WHAT YOU NEED TO DO:
Wherever the word "lantern" occurs in the listing, copy the whole line.

DATA FOR THIS TASK:
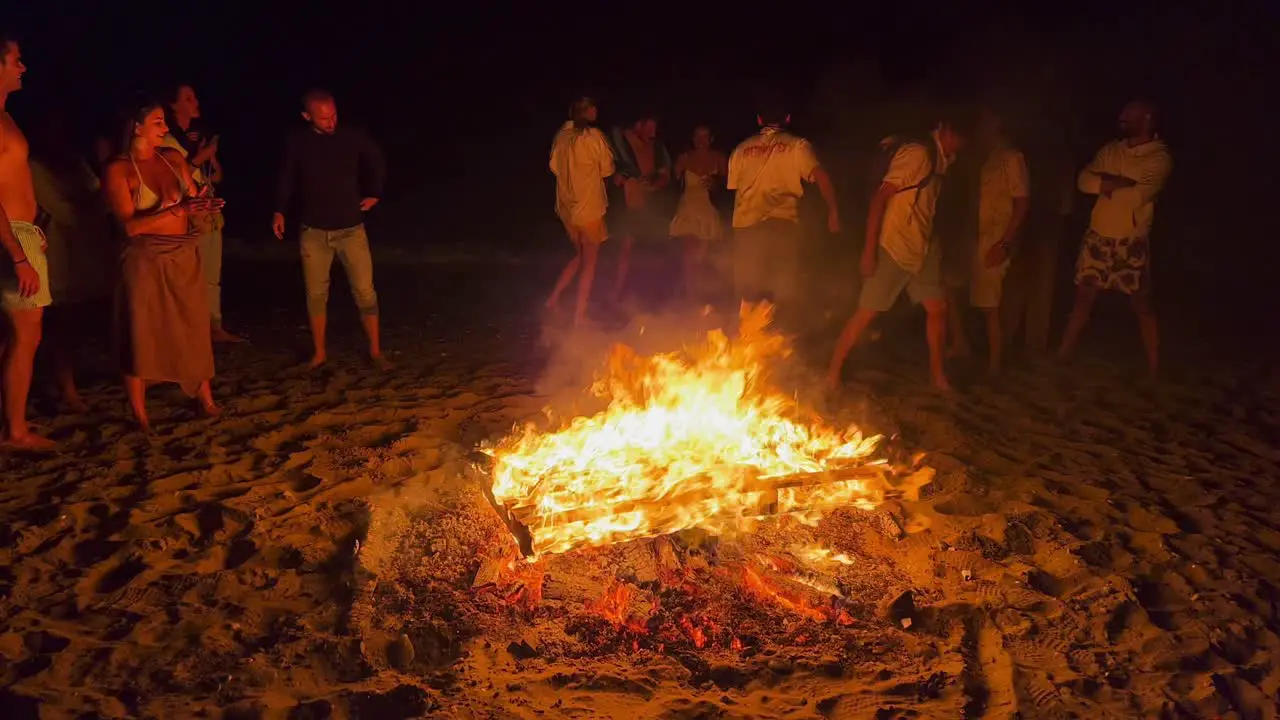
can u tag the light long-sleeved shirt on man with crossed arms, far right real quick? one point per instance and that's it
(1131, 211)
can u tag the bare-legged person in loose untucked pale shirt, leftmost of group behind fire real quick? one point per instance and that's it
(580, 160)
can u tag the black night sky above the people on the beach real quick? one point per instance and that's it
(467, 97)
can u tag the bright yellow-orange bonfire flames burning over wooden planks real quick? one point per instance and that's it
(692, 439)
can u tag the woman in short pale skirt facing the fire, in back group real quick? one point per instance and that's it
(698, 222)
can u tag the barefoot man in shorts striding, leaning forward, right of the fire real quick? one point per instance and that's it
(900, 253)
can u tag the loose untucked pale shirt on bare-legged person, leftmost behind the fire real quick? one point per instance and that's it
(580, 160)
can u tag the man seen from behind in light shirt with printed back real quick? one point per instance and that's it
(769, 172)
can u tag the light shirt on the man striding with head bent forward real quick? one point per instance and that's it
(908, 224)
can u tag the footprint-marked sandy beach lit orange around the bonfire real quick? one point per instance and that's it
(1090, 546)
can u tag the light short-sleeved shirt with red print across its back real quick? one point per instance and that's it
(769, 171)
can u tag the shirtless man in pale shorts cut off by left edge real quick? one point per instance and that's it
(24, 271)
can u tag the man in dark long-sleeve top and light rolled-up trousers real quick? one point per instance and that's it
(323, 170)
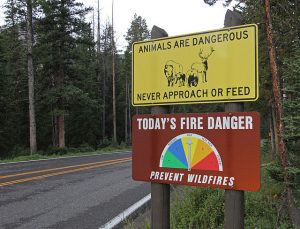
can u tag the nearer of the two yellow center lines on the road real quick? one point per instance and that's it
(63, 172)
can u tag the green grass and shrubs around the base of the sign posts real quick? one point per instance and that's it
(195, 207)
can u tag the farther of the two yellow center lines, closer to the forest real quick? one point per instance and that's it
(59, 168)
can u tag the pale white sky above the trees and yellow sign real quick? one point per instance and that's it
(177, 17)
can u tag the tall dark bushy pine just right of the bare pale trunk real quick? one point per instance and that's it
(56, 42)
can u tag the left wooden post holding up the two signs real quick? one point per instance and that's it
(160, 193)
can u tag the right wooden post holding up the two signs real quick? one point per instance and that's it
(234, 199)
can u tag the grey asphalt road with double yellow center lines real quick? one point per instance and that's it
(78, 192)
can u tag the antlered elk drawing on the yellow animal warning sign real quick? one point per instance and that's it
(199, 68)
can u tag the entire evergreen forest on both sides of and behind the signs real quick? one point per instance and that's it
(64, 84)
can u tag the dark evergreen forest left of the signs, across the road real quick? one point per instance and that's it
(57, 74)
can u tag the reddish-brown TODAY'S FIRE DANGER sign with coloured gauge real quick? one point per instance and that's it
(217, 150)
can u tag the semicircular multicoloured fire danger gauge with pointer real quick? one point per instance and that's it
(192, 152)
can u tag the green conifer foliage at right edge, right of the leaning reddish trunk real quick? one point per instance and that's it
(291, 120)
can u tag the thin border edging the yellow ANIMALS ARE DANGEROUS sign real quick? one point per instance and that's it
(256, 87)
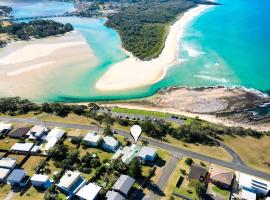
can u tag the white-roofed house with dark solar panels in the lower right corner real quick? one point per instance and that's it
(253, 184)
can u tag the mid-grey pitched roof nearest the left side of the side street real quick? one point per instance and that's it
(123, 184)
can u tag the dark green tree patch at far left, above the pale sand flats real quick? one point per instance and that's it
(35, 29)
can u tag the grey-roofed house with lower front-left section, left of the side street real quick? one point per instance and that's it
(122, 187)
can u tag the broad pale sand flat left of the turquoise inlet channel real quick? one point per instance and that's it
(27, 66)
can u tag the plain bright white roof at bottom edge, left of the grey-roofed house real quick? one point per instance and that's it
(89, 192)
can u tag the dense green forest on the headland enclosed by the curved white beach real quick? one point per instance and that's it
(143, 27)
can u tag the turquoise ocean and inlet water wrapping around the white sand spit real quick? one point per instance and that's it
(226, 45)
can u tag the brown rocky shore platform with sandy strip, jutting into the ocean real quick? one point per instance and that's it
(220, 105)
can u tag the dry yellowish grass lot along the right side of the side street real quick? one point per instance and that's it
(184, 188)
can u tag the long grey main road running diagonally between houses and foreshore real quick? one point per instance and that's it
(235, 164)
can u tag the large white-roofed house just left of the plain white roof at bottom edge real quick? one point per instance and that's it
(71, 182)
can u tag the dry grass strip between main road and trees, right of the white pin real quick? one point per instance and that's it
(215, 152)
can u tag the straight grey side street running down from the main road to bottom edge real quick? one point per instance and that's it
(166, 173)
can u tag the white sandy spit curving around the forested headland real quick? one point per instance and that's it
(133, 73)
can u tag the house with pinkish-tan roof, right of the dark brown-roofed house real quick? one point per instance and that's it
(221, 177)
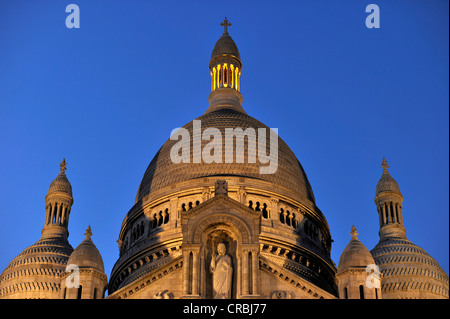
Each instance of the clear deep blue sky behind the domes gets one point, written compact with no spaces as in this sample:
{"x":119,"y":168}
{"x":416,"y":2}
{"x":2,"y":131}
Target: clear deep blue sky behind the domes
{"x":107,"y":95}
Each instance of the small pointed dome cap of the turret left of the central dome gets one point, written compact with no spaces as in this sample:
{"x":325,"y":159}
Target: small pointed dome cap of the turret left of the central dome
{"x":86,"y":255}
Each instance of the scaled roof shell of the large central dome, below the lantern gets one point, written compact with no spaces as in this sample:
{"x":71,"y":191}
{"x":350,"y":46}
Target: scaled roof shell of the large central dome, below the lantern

---

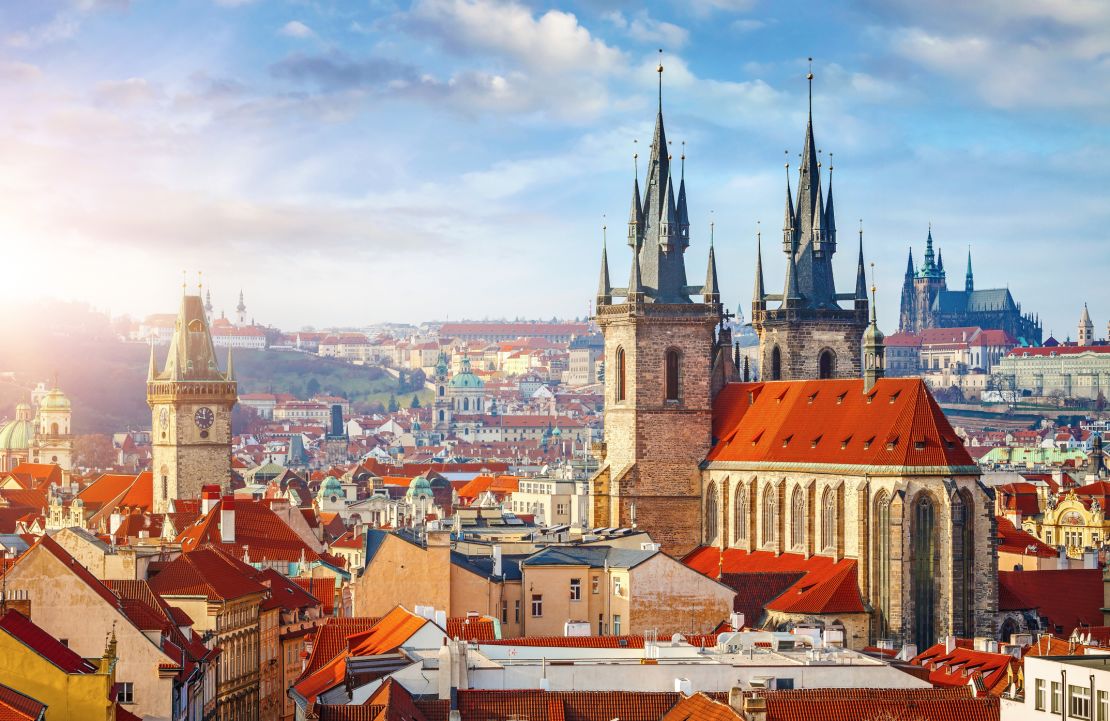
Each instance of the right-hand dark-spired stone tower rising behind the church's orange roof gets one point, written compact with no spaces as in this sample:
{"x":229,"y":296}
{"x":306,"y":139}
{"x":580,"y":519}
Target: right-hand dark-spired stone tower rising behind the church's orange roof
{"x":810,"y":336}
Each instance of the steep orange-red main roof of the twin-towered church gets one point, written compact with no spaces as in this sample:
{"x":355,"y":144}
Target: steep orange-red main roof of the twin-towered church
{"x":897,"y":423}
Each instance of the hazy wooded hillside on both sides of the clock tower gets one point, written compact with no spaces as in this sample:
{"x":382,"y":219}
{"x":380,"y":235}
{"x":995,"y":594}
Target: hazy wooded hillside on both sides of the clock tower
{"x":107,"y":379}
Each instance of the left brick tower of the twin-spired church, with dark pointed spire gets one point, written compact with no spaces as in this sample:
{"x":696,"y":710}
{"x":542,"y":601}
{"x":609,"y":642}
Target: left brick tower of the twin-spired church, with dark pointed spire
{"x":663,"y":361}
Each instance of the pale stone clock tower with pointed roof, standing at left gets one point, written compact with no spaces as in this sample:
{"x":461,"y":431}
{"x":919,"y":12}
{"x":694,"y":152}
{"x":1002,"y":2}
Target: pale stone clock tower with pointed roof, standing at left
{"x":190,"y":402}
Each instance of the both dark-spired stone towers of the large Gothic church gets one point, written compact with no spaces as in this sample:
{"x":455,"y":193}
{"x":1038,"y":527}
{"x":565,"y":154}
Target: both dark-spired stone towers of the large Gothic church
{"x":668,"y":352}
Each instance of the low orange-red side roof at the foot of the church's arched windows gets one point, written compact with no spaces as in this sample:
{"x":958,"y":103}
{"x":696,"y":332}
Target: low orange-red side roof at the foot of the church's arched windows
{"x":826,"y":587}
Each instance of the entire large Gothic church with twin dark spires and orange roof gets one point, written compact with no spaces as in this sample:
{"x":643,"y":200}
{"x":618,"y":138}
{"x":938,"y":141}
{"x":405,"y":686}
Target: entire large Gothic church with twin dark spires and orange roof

---

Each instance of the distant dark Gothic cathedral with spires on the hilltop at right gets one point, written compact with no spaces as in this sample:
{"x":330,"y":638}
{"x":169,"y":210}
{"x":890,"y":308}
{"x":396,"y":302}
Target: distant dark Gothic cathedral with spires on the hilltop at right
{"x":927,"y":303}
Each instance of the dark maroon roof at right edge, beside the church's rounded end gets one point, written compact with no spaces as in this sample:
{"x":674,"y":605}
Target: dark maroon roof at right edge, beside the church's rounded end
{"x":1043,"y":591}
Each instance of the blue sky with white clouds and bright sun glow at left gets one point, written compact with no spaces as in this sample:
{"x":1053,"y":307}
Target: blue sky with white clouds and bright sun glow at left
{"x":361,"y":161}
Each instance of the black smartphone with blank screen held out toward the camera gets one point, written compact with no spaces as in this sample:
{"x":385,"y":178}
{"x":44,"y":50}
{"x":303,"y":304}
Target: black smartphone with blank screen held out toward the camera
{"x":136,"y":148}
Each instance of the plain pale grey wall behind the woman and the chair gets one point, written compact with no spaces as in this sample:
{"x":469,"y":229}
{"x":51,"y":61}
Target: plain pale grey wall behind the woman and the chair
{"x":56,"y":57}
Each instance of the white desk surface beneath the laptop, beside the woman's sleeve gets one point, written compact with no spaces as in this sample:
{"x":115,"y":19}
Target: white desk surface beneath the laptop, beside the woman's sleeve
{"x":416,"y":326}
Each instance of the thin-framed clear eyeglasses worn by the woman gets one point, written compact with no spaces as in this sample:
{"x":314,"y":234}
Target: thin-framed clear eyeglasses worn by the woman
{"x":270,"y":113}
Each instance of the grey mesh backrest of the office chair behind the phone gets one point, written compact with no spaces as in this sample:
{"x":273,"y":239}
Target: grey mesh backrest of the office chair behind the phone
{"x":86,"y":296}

EXERCISE SOLUTION:
Each instance of the scaled roof shell of the large central dome, below the lantern gets one point, written compact with no spaces as in this sample:
Target: scaled roof shell of the large central dome, below the lantern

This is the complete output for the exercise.